Events from the year 1959 in Scotland.

Incumbents 

 Secretary of State for Scotland and Keeper of the Great Seal –  John Maclay

Law officers 
 Lord Advocate – William Rankine Milligan
 Solicitor General for Scotland – William Grant

Judiciary 
 Lord President of the Court of Session and Lord Justice General – Lord Clyde
 Lord Justice Clerk – Lord Thomson
 Chairman of the Scottish Land Court – Lord Gibson

Events 
 1 January – 5 members of the Universal Hiking Club of Glasgow die in a storm in the Grampians.
 9 January – Clyde-built fisheries protection vessel Freya founders off Caithness with the loss of 3 of her crew of 20.
 28 January – a Glasgow Corporation Tramways tramcar collides with a lorry and catches fire in Shettleston Road with 3 killed.
 2 May – the Chapelcross nuclear power station opens.
 4 July – British Railways close their Kilmarnock Works.
 18 September – Auchengeich mining disaster: 47 miners die as the result of an underground fire at Auchengeich Colliery, Lanarkshire.
 8 October – United Kingdom general election results in a record third successive Conservative victory. Harold Macmillan increases the Conservative majority to 100 seats across the UK but the Unionist Party in Scotland loses 4 seats.
 14 November – the nuclear Dounreay fast reactor achieves criticality.

* _DATASET ENTRIES_:

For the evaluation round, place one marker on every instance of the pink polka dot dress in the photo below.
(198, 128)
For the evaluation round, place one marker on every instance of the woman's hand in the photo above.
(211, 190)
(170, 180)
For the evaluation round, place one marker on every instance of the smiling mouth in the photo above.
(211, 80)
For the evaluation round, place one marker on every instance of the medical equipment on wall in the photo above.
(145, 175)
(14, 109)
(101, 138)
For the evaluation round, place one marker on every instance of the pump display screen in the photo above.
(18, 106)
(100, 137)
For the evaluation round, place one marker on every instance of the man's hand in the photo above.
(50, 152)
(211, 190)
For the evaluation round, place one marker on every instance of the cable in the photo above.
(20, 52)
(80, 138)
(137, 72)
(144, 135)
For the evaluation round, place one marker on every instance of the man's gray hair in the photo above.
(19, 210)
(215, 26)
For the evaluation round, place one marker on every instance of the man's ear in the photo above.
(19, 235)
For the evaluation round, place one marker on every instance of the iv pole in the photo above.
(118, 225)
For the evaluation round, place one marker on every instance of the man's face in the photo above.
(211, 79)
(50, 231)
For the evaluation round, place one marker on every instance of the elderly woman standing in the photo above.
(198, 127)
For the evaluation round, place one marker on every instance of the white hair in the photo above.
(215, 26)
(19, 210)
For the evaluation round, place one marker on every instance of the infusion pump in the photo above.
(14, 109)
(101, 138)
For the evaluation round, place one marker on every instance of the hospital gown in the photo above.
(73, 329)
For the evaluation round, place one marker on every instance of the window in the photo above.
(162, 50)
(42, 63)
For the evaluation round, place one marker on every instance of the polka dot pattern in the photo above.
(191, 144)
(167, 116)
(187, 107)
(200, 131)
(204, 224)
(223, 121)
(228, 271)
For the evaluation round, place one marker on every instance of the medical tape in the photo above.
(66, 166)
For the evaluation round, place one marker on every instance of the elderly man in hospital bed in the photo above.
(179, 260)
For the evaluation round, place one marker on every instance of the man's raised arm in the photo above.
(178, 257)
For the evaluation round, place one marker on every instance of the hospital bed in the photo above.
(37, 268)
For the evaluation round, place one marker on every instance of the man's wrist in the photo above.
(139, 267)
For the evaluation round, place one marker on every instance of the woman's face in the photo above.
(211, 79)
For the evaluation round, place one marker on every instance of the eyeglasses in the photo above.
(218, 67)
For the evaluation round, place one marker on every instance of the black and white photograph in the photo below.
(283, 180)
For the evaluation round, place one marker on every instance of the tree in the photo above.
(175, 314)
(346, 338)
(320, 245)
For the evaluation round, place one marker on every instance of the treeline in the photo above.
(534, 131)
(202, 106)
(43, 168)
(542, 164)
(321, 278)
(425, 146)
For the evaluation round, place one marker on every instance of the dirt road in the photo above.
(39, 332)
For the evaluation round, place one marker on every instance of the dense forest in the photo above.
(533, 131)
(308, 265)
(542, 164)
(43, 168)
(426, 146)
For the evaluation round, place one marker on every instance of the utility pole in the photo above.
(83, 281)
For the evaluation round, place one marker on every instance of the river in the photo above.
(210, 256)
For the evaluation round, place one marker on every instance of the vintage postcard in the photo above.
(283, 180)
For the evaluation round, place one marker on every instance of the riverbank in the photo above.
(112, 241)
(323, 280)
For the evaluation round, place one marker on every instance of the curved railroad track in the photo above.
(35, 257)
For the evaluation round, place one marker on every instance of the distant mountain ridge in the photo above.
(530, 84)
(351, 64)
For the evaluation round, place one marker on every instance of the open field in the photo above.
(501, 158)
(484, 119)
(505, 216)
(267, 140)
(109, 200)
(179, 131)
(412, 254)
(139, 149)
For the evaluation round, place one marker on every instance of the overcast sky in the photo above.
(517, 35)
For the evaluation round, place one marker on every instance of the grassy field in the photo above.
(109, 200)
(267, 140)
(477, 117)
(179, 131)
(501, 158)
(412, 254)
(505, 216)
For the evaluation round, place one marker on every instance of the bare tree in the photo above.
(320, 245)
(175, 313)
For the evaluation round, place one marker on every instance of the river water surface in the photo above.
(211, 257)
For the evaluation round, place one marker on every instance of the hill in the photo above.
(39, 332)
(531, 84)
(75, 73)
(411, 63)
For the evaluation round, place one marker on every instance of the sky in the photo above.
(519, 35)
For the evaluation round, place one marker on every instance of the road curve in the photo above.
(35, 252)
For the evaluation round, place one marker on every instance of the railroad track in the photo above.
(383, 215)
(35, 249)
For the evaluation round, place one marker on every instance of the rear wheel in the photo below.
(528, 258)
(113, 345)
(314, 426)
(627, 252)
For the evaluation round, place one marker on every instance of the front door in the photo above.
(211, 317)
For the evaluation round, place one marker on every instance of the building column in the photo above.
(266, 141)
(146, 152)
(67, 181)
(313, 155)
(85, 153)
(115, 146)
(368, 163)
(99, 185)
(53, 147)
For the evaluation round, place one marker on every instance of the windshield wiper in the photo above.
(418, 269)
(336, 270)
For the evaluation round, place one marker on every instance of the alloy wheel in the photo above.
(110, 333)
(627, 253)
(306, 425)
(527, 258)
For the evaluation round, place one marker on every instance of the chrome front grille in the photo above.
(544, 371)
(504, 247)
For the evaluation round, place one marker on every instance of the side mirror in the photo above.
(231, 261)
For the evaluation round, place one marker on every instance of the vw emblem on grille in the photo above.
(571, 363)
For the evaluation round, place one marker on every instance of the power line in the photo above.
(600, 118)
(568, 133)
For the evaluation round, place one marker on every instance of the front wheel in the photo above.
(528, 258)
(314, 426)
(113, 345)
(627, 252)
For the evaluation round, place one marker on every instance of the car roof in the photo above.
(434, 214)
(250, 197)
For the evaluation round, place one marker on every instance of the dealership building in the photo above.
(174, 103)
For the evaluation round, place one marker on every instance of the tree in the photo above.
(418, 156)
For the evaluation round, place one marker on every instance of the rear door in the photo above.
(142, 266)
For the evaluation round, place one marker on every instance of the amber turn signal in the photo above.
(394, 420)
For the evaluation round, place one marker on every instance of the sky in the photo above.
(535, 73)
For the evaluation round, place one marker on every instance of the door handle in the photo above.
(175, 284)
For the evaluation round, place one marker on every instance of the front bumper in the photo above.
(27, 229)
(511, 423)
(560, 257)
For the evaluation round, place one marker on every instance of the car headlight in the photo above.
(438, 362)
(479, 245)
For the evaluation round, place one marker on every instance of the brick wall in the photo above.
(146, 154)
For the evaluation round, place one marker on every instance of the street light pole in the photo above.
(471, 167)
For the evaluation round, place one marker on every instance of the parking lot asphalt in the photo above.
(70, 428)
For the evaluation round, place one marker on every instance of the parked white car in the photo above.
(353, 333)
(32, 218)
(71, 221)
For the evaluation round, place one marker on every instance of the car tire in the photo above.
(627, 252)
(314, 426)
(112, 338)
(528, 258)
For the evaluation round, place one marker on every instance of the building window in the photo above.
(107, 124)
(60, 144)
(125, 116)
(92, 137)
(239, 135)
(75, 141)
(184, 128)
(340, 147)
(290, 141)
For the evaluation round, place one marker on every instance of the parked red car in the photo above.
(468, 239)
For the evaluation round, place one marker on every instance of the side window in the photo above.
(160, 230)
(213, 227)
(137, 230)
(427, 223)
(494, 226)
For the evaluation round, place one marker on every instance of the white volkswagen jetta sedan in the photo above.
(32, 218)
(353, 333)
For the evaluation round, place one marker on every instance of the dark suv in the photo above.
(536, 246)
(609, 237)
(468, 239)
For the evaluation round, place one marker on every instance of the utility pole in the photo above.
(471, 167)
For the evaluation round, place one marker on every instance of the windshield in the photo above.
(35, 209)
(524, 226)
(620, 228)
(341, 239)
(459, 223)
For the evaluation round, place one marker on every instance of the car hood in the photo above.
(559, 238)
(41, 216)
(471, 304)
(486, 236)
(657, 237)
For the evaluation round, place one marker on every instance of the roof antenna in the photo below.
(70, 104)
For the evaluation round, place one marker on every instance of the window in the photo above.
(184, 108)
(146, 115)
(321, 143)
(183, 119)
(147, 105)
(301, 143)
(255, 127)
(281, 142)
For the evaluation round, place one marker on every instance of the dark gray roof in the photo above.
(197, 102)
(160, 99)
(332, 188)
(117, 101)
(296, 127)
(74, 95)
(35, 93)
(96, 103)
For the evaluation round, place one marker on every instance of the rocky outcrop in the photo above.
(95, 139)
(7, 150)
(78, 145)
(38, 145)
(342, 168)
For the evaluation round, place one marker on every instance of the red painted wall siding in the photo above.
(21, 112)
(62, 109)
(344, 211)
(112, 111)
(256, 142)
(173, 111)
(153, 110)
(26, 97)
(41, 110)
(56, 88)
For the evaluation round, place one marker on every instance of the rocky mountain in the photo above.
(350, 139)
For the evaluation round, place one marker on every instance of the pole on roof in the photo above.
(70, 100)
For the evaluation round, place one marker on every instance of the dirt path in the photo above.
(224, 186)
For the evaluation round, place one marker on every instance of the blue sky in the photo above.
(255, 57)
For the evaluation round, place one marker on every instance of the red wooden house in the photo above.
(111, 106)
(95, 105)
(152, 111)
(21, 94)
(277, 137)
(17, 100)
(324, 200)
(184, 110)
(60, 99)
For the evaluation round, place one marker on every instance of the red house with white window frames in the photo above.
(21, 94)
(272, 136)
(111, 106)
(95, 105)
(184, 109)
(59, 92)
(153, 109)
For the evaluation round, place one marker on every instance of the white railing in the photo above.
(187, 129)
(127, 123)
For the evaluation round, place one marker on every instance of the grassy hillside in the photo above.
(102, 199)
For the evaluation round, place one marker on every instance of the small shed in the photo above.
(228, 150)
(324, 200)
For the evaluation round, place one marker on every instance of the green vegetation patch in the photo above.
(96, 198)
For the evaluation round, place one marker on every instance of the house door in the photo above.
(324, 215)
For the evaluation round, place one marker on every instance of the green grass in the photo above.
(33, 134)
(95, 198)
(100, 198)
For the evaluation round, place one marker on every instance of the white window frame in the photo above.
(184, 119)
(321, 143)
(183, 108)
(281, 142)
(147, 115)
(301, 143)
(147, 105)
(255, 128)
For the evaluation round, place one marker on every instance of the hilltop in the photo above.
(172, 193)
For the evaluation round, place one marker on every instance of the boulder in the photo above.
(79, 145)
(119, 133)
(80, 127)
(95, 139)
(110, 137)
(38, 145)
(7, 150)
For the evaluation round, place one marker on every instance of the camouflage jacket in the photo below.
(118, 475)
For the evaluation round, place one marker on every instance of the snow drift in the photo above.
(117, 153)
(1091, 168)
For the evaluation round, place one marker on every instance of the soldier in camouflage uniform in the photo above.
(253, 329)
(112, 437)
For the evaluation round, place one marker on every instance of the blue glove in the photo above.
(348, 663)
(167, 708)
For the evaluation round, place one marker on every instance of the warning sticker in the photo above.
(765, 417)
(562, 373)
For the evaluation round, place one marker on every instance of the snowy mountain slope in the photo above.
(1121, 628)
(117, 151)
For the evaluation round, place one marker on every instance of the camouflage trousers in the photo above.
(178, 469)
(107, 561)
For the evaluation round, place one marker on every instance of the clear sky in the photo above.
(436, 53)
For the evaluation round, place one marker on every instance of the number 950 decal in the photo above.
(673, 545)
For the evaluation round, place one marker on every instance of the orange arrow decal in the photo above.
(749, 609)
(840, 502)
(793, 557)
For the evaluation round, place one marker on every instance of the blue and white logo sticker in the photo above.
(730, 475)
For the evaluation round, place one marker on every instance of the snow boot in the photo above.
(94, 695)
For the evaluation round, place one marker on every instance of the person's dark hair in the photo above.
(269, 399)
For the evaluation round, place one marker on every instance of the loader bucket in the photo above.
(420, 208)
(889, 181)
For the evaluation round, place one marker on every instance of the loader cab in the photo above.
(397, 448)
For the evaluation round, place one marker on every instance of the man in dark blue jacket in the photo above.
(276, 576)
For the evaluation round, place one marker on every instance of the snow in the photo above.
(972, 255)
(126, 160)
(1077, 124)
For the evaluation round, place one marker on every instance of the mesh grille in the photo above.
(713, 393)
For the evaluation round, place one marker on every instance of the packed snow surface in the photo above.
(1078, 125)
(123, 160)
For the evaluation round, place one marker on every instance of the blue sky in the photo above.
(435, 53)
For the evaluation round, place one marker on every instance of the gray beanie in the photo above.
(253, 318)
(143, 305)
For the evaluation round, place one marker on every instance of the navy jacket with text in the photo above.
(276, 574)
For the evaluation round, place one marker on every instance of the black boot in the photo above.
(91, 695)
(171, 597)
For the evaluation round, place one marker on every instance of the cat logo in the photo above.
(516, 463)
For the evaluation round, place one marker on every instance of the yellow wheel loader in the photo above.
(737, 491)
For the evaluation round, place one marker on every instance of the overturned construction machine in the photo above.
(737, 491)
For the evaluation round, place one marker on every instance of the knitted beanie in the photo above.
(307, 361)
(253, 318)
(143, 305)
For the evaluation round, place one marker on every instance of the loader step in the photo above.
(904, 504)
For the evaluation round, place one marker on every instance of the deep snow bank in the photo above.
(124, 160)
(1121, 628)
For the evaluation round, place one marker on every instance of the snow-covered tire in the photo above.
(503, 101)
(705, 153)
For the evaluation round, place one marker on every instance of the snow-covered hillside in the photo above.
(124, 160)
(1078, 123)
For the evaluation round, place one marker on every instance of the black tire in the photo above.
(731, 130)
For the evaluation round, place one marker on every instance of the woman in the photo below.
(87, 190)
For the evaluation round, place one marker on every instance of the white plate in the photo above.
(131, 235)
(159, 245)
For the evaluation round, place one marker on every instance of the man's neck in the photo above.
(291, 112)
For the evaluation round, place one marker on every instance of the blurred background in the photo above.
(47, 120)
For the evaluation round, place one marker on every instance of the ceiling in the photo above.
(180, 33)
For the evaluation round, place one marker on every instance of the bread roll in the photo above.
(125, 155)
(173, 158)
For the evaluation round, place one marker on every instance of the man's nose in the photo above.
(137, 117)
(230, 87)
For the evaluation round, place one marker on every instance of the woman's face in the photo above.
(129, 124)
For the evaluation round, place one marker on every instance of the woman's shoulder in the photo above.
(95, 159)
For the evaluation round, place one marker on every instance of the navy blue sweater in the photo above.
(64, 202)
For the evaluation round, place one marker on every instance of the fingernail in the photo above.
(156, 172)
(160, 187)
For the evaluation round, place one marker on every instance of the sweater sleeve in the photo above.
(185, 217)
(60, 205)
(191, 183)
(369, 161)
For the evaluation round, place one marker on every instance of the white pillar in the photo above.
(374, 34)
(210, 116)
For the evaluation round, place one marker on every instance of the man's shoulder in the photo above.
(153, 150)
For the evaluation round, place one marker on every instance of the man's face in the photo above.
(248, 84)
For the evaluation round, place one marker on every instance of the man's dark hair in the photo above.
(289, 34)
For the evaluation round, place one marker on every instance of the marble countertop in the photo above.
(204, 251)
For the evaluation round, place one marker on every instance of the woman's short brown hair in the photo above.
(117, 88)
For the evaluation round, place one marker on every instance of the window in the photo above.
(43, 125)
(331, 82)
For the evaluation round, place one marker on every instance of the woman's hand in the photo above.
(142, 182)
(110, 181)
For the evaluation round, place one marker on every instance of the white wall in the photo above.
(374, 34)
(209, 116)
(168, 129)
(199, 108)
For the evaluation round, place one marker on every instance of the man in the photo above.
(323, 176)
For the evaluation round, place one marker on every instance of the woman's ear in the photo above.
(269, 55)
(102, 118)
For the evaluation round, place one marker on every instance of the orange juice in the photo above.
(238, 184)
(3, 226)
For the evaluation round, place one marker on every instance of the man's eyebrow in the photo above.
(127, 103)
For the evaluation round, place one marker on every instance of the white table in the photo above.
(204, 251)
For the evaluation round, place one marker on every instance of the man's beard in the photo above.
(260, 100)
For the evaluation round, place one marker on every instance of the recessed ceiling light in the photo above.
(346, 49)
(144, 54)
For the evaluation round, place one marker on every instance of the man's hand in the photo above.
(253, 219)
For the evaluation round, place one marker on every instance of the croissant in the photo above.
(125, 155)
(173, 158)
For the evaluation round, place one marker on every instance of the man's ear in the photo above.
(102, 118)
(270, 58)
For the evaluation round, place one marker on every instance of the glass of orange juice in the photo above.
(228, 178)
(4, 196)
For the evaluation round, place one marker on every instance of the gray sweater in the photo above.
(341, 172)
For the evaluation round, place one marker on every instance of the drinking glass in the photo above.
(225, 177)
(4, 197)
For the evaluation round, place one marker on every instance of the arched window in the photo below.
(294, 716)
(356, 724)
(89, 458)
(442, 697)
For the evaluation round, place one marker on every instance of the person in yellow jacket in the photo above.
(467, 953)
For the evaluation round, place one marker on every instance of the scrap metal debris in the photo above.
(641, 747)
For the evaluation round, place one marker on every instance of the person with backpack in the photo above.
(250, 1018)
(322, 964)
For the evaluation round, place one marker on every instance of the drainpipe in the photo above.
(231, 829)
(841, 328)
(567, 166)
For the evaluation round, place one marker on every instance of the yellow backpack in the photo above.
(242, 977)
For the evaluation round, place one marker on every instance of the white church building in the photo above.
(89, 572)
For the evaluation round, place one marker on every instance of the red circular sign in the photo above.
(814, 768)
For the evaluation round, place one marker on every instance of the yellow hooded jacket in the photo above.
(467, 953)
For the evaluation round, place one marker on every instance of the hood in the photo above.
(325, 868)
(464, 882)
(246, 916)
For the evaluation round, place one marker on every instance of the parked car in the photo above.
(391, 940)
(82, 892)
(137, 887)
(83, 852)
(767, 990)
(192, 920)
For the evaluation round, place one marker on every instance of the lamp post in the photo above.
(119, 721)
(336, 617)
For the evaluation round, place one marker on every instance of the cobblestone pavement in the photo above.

* _REQUIRED ACTIONS_:
a: According to the 1959 Scotland events list, what caused the deaths of the 47 miners at Auchengeich Colliery?
b: Reproduce the passage of the 1959 Scotland events list starting with "2 May – the" and going on through "reactor achieves criticality.".
Rely solely on the 1959 Scotland events list in what follows.

* _RESPONSES TO THE TASKS_:
a: The 47 miners died as a result of an underground fire at Auchengeich Colliery in Lanarkshire on 18 September 1959.

b:
2 May – the Chapelcross nuclear power station opens.
 4 July – British Railways close their Kilmarnock Works.
 18 September – Auchengeich mining disaster: 47 miners die as the result of an underground fire at Auchengeich Colliery, Lanarkshire.
 8 October – United Kingdom general election results in a record third successive Conservative victory. Harold Macmillan increases the Conservative majority to 100 seats across the UK but the Unionist Party in Scotland loses 4 seats.
 14 November – the nuclear Dounreay fast reactor achieves criticality.